[Natural language region descriptions]
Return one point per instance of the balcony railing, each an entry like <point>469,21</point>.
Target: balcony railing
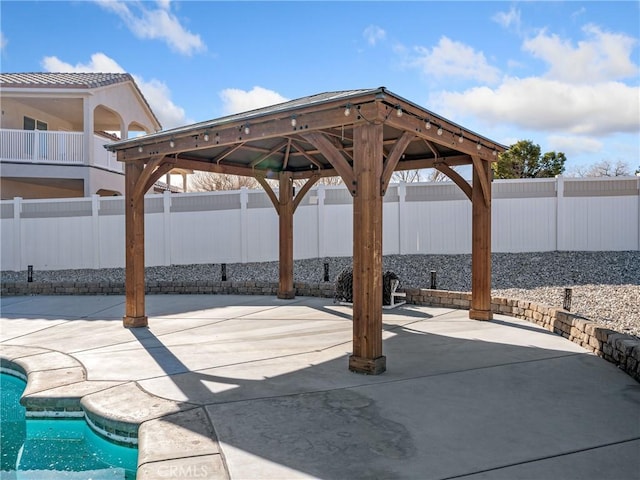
<point>58,148</point>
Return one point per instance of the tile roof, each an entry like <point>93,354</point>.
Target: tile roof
<point>62,80</point>
<point>69,80</point>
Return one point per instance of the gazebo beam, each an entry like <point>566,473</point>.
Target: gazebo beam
<point>481,242</point>
<point>134,247</point>
<point>367,252</point>
<point>285,228</point>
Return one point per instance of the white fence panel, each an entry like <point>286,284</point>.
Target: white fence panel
<point>57,243</point>
<point>206,237</point>
<point>601,223</point>
<point>7,246</point>
<point>523,225</point>
<point>305,232</point>
<point>262,234</point>
<point>242,226</point>
<point>338,234</point>
<point>437,227</point>
<point>111,241</point>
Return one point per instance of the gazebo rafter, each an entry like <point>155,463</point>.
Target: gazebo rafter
<point>363,136</point>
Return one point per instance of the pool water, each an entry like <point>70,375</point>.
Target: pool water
<point>60,448</point>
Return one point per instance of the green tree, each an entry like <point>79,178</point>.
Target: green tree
<point>524,160</point>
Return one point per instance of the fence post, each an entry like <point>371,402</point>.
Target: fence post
<point>166,222</point>
<point>320,226</point>
<point>95,229</point>
<point>17,234</point>
<point>402,193</point>
<point>560,214</point>
<point>244,225</point>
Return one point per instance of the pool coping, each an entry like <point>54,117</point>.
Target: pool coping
<point>120,411</point>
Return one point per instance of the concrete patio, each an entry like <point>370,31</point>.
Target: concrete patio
<point>253,387</point>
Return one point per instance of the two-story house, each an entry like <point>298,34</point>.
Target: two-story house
<point>54,127</point>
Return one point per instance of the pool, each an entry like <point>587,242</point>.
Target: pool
<point>60,448</point>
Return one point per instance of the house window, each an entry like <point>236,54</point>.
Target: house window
<point>33,124</point>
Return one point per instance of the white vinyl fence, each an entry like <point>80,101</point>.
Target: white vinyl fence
<point>242,226</point>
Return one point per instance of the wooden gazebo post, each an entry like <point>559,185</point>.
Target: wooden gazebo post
<point>285,227</point>
<point>481,241</point>
<point>134,248</point>
<point>367,251</point>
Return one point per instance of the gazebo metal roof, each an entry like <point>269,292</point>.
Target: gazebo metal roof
<point>363,136</point>
<point>277,138</point>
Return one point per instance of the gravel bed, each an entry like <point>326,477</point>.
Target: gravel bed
<point>605,285</point>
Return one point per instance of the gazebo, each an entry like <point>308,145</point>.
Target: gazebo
<point>363,136</point>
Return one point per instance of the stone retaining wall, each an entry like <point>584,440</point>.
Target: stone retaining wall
<point>620,349</point>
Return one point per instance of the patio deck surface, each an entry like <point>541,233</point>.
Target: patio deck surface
<point>253,387</point>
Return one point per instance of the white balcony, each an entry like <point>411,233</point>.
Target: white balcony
<point>56,148</point>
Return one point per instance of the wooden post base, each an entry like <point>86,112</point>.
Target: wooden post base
<point>368,366</point>
<point>480,314</point>
<point>287,295</point>
<point>134,322</point>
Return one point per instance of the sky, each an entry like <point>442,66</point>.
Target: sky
<point>565,75</point>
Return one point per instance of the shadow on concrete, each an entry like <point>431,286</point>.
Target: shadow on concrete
<point>448,407</point>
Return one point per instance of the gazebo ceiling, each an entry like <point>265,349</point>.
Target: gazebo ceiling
<point>298,136</point>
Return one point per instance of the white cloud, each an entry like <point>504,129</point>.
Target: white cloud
<point>455,59</point>
<point>573,145</point>
<point>99,63</point>
<point>549,105</point>
<point>155,23</point>
<point>374,34</point>
<point>156,92</point>
<point>235,100</point>
<point>602,56</point>
<point>508,19</point>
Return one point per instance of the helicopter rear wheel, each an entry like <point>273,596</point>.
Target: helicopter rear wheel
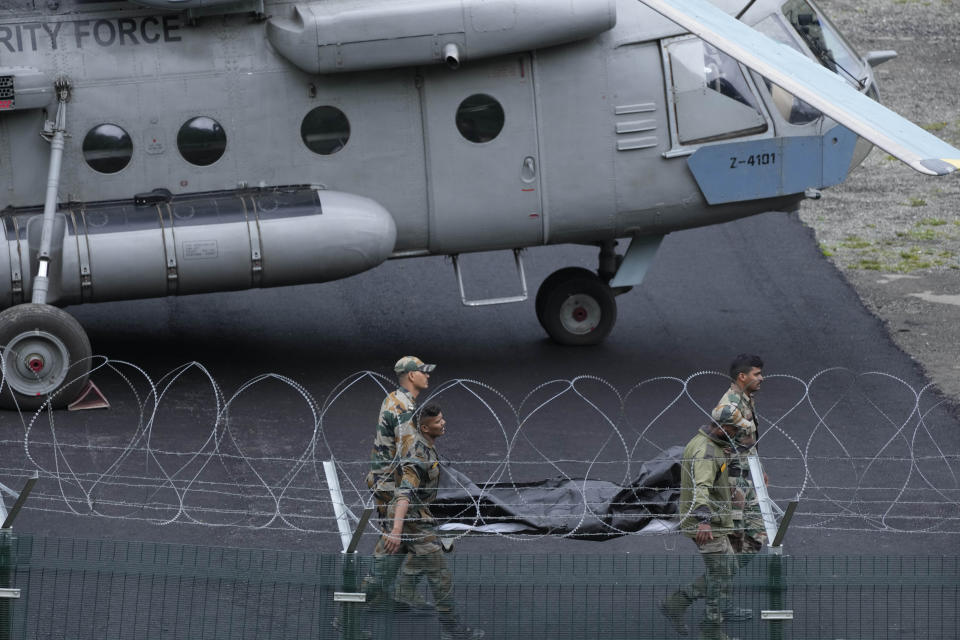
<point>45,352</point>
<point>579,310</point>
<point>552,282</point>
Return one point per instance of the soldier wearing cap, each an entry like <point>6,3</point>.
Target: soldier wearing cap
<point>705,508</point>
<point>392,442</point>
<point>737,408</point>
<point>414,529</point>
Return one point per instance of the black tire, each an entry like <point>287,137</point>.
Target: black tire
<point>551,282</point>
<point>580,311</point>
<point>45,352</point>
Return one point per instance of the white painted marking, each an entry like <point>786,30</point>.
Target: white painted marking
<point>890,277</point>
<point>929,296</point>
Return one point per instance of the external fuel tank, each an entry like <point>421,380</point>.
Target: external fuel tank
<point>160,245</point>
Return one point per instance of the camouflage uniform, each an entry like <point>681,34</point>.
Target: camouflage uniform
<point>395,436</point>
<point>736,407</point>
<point>419,481</point>
<point>395,431</point>
<point>705,497</point>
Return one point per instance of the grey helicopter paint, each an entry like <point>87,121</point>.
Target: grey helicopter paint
<point>169,147</point>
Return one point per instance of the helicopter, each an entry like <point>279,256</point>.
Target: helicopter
<point>171,147</point>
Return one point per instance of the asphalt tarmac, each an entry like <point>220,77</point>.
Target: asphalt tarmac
<point>757,285</point>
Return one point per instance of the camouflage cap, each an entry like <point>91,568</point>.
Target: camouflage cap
<point>406,364</point>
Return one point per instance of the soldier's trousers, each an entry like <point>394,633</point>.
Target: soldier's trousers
<point>715,585</point>
<point>748,522</point>
<point>385,565</point>
<point>420,546</point>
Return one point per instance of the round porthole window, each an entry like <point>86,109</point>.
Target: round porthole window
<point>201,141</point>
<point>107,148</point>
<point>325,130</point>
<point>480,118</point>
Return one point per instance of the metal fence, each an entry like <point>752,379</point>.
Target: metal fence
<point>78,589</point>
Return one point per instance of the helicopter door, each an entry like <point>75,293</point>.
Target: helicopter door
<point>482,161</point>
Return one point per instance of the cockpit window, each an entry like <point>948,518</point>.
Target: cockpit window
<point>711,97</point>
<point>824,41</point>
<point>793,109</point>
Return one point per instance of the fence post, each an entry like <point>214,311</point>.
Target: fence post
<point>6,578</point>
<point>775,583</point>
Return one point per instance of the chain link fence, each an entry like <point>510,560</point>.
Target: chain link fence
<point>79,589</point>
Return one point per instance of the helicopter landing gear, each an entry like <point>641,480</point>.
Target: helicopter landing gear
<point>576,307</point>
<point>45,352</point>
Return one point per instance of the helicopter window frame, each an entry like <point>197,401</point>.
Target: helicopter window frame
<point>332,140</point>
<point>680,148</point>
<point>84,150</point>
<point>477,130</point>
<point>184,156</point>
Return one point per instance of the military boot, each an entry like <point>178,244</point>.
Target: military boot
<point>451,629</point>
<point>674,608</point>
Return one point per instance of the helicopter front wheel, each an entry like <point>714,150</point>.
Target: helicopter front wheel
<point>576,307</point>
<point>45,353</point>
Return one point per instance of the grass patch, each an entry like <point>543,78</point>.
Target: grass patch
<point>855,242</point>
<point>869,264</point>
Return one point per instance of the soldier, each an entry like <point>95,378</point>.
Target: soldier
<point>414,531</point>
<point>737,408</point>
<point>395,435</point>
<point>705,509</point>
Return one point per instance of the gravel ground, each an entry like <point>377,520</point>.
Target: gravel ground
<point>895,233</point>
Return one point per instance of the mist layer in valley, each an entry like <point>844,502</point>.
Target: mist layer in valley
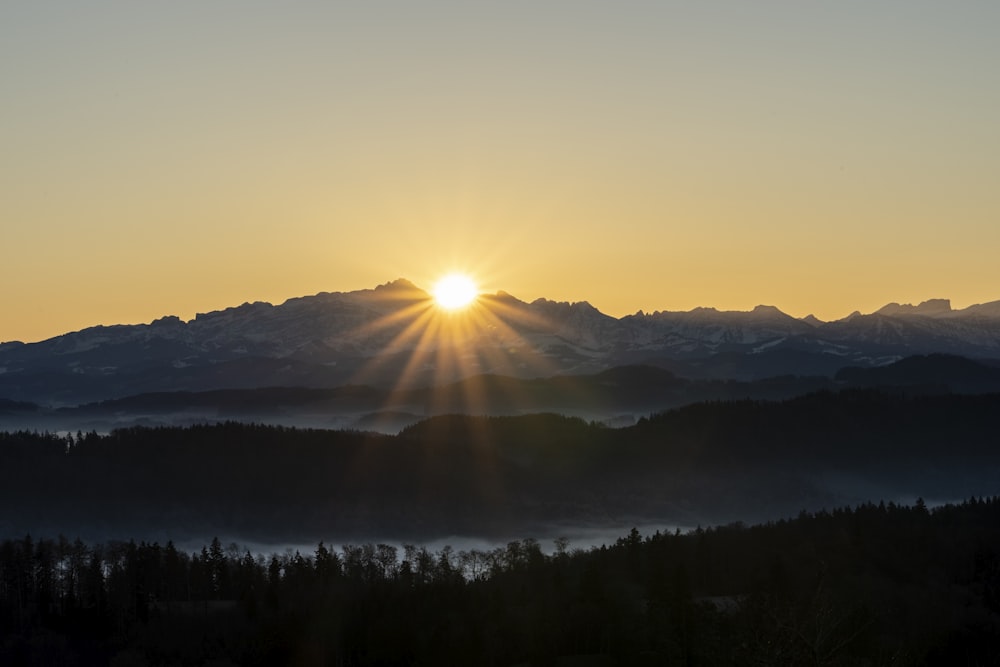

Activity: Among the records above, repeat exactly the line with "Return one point per instance of the helicopter, each", the line with "Return one point per instance of the soldier's", and every line in between, and only those.

Answer to this exercise:
Return one point per instance of the helicopter, each an entry like <point>279,256</point>.
Target: helicopter
<point>171,147</point>
Return one point per instance of the asphalt tarmac, each an entry like <point>220,77</point>.
Target: asphalt tarmac
<point>757,285</point>
Return one point per instance of the camouflage cap, each an entry like <point>91,568</point>.
Target: camouflage cap
<point>406,364</point>
Return one point per instance of the soldier's trousers, each an entry like <point>394,633</point>.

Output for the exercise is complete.